The input:
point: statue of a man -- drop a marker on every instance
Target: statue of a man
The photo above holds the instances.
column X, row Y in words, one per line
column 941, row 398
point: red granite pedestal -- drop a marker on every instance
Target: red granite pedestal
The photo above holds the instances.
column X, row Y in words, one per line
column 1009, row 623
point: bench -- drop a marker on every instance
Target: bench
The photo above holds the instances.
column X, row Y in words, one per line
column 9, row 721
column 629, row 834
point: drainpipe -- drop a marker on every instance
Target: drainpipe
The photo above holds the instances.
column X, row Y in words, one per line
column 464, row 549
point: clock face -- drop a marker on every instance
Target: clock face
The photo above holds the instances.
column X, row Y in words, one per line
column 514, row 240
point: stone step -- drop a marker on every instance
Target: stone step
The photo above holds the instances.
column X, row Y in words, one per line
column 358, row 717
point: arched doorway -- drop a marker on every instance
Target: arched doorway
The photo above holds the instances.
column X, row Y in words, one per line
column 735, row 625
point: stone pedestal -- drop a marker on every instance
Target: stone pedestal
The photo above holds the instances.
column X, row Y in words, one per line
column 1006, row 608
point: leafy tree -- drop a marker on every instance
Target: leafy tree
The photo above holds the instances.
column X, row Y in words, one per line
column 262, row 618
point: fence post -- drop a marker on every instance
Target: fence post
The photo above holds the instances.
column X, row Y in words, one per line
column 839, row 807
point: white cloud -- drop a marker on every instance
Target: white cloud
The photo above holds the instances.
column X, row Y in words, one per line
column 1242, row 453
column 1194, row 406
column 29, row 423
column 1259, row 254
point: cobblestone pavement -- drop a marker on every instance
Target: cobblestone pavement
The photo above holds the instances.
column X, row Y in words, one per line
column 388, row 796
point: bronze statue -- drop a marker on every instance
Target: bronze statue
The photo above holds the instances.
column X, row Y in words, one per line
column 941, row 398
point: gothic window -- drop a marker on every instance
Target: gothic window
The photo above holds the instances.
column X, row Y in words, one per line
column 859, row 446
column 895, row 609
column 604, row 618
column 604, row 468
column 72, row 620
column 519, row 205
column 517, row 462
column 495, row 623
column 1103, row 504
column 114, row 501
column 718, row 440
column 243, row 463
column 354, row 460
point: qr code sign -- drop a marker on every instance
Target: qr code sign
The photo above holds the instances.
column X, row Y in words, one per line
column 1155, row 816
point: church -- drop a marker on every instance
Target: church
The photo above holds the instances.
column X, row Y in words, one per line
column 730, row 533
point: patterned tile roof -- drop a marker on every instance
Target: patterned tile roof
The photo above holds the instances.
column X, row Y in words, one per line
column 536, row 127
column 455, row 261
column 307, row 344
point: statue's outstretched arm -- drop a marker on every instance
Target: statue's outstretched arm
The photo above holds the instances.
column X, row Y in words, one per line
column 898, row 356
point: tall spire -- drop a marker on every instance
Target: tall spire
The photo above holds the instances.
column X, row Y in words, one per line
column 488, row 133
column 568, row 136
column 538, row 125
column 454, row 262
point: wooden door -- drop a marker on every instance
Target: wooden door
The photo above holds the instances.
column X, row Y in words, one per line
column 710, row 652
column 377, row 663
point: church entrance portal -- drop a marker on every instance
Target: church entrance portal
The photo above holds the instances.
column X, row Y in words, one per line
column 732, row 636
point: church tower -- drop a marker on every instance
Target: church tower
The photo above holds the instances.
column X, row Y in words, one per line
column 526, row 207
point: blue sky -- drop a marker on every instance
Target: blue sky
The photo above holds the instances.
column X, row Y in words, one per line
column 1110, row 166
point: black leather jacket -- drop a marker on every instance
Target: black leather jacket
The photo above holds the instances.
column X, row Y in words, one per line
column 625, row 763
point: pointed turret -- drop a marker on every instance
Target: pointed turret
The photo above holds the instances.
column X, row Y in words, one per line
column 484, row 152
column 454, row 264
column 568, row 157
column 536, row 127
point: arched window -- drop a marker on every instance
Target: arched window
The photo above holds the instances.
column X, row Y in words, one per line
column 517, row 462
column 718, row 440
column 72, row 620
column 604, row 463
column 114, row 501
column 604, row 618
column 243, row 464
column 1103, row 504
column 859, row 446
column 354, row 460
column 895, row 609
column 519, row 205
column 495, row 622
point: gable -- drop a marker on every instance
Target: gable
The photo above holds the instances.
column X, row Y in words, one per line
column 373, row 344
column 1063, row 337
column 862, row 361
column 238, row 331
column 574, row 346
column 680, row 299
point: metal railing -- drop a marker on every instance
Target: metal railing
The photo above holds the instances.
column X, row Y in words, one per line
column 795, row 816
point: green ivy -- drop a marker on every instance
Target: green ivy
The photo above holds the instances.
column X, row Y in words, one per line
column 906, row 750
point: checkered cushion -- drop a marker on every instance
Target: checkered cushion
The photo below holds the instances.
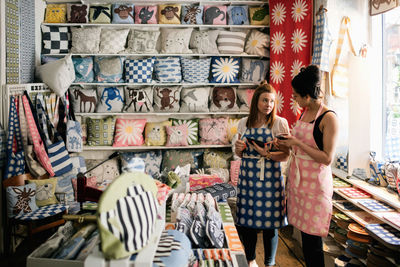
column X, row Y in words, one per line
column 139, row 70
column 55, row 40
column 42, row 212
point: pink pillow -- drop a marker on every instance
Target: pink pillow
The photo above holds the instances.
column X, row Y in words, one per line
column 177, row 135
column 145, row 14
column 213, row 131
column 129, row 132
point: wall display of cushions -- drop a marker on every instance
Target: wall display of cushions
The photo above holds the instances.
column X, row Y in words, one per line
column 100, row 132
column 169, row 14
column 122, row 13
column 129, row 132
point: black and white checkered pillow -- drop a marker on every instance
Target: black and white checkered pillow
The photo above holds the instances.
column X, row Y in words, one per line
column 55, row 40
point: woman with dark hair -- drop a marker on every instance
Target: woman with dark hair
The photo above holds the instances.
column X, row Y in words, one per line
column 312, row 146
column 260, row 199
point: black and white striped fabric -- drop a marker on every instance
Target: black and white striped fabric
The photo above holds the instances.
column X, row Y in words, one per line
column 132, row 220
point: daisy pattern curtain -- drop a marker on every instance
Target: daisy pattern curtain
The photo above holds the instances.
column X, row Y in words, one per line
column 291, row 33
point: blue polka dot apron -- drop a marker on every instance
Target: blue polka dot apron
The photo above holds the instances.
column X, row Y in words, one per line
column 260, row 198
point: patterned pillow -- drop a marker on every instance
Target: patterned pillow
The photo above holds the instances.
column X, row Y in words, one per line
column 196, row 70
column 195, row 99
column 55, row 40
column 257, row 44
column 259, row 15
column 129, row 132
column 193, row 129
column 109, row 69
column 113, row 41
column 21, row 199
column 254, row 70
column 192, row 14
column 83, row 69
column 139, row 70
column 110, row 98
column 168, row 70
column 225, row 70
column 155, row 134
column 175, row 41
column 100, row 13
column 215, row 15
column 213, row 131
column 230, row 42
column 56, row 13
column 138, row 99
column 100, row 132
column 166, row 99
column 122, row 13
column 85, row 40
column 146, row 14
column 169, row 14
column 238, row 15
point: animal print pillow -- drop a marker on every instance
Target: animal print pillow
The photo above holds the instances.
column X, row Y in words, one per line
column 155, row 134
column 146, row 14
column 138, row 99
column 110, row 98
column 192, row 14
column 21, row 199
column 169, row 14
column 213, row 131
column 45, row 189
column 166, row 99
column 83, row 100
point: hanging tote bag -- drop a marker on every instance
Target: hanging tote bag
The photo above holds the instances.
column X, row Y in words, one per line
column 15, row 160
column 339, row 74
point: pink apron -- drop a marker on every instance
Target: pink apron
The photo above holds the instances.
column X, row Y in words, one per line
column 309, row 187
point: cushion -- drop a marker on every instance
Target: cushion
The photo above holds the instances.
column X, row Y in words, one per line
column 177, row 135
column 83, row 69
column 142, row 41
column 169, row 14
column 155, row 134
column 225, row 70
column 146, row 14
column 129, row 132
column 139, row 70
column 192, row 14
column 213, row 131
column 122, row 13
column 110, row 98
column 112, row 41
column 85, row 40
column 45, row 189
column 100, row 132
column 204, row 42
column 230, row 42
column 238, row 15
column 83, row 100
column 56, row 13
column 21, row 199
column 175, row 41
column 215, row 15
column 168, row 70
column 138, row 99
column 194, row 99
column 55, row 40
column 109, row 69
column 166, row 99
column 77, row 13
column 193, row 129
column 259, row 15
column 196, row 70
column 257, row 44
column 100, row 14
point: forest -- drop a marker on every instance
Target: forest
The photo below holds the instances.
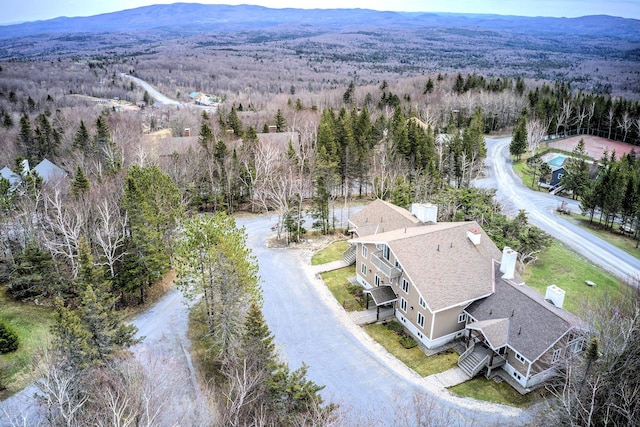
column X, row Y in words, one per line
column 92, row 244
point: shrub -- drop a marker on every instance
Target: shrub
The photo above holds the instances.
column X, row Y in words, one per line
column 8, row 339
column 407, row 342
column 355, row 290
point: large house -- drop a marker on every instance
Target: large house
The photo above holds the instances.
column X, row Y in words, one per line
column 448, row 281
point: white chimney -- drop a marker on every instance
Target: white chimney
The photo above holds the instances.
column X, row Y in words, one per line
column 425, row 212
column 474, row 235
column 508, row 263
column 555, row 295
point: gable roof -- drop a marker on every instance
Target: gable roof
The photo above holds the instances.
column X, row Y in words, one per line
column 9, row 175
column 443, row 264
column 496, row 331
column 534, row 324
column 379, row 217
column 49, row 171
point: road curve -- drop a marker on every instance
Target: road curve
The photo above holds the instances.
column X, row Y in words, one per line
column 541, row 207
column 310, row 326
column 153, row 92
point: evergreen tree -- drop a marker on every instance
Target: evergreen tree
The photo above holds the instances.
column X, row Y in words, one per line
column 576, row 171
column 80, row 184
column 215, row 262
column 518, row 144
column 7, row 121
column 281, row 123
column 82, row 140
column 153, row 205
column 233, row 122
column 72, row 341
column 26, row 140
column 8, row 340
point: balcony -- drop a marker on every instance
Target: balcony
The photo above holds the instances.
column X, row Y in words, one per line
column 384, row 266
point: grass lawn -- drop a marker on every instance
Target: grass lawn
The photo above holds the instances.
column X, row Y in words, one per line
column 32, row 324
column 338, row 283
column 480, row 388
column 568, row 270
column 333, row 252
column 623, row 242
column 414, row 358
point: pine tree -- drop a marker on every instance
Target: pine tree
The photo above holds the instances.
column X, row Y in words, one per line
column 281, row 123
column 80, row 184
column 8, row 340
column 518, row 144
column 72, row 341
column 82, row 140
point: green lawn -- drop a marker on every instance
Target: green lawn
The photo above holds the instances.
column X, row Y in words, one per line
column 333, row 252
column 414, row 358
column 568, row 270
column 480, row 388
column 339, row 285
column 621, row 241
column 32, row 324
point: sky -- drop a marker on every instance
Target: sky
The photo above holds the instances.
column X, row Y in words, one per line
column 14, row 11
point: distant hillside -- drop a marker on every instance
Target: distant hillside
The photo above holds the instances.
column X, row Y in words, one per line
column 197, row 18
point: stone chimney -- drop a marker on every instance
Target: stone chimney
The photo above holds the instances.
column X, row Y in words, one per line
column 555, row 295
column 508, row 263
column 425, row 212
column 474, row 235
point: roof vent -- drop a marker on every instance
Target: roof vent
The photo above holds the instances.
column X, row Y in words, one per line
column 425, row 212
column 474, row 235
column 555, row 295
column 508, row 263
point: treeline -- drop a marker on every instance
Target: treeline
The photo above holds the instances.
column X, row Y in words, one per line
column 565, row 112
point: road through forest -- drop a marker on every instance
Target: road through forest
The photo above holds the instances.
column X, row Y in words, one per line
column 541, row 209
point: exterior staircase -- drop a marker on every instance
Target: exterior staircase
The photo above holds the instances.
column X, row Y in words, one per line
column 472, row 362
column 349, row 256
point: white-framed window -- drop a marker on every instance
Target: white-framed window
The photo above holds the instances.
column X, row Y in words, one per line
column 405, row 285
column 422, row 303
column 420, row 320
column 577, row 345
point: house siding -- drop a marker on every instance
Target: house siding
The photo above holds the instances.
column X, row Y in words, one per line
column 446, row 322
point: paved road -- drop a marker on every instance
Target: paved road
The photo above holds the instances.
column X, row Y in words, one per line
column 541, row 208
column 153, row 92
column 311, row 327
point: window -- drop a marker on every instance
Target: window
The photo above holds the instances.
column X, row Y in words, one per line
column 421, row 320
column 422, row 303
column 405, row 285
column 577, row 345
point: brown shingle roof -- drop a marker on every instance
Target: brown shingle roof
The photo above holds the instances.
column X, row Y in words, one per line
column 380, row 217
column 534, row 324
column 441, row 261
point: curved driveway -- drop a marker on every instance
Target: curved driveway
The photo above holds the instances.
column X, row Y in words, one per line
column 310, row 326
column 541, row 208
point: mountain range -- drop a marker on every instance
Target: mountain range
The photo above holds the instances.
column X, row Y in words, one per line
column 194, row 18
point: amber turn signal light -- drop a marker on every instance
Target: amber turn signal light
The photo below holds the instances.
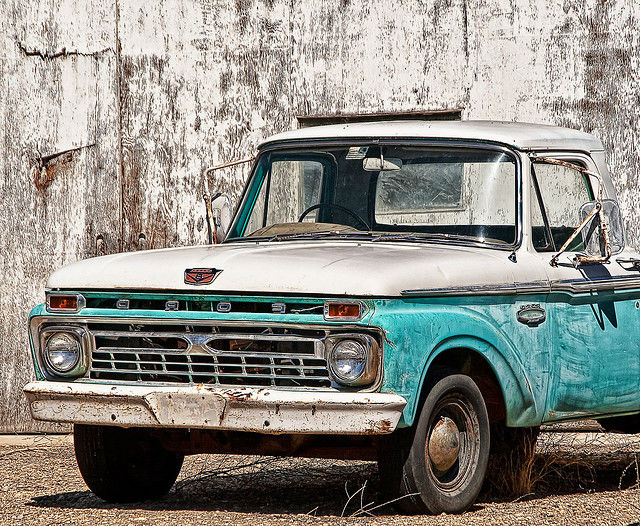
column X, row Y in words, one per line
column 343, row 311
column 64, row 302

Work to complete: Nothing but the lines holding the word "animal" should be returned from the listing above.

Solution:
point: animal print pillow -- drop a marker on every instance
Target: animal print pillow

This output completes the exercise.